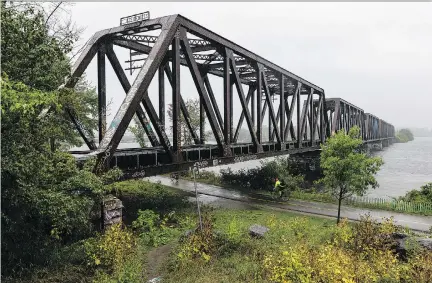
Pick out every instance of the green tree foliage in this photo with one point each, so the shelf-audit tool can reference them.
(34, 57)
(46, 200)
(422, 195)
(404, 135)
(29, 54)
(263, 177)
(346, 169)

_What to work on_
Could you copy all of the entries above exactly, without the pictures?

_Solution for this problem_
Pick out every instance of the green tree foliage in this photo with one point each, so the shelf-audit tool can reference them.
(34, 57)
(46, 200)
(422, 195)
(404, 135)
(29, 54)
(263, 177)
(346, 169)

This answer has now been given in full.